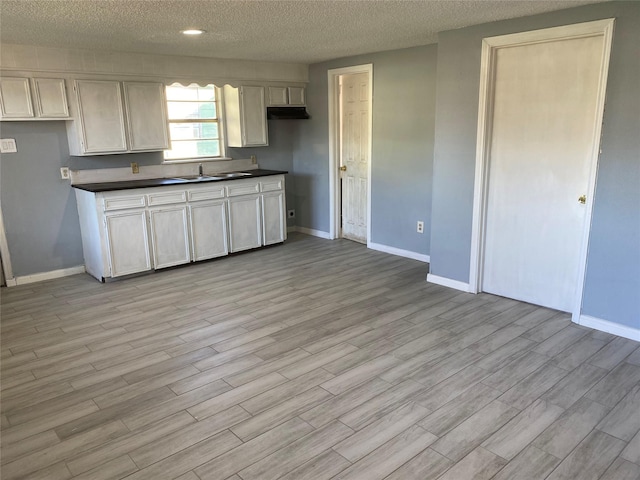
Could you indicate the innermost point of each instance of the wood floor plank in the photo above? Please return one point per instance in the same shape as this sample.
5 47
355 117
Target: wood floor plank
297 453
322 467
278 414
620 469
116 448
623 421
632 451
562 436
341 404
427 465
479 464
254 450
530 464
388 457
522 429
590 459
182 439
464 438
235 396
379 432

◆ Stated exercise
Rewrite all the items with "wood floor plank" changed to "floorboard" wherever it occurs and everything else left as it is. Omit the pictures.

◆ Finished answer
Could you indicate the innermost point of each instance of the floorboard in the photo above? Please return one point per instance in the same shape as this sample.
5 47
355 117
Target: floorboard
297 453
322 467
278 414
620 469
116 448
623 421
632 451
562 436
341 404
427 465
479 464
254 450
530 464
388 457
522 429
590 459
182 439
464 438
235 396
379 432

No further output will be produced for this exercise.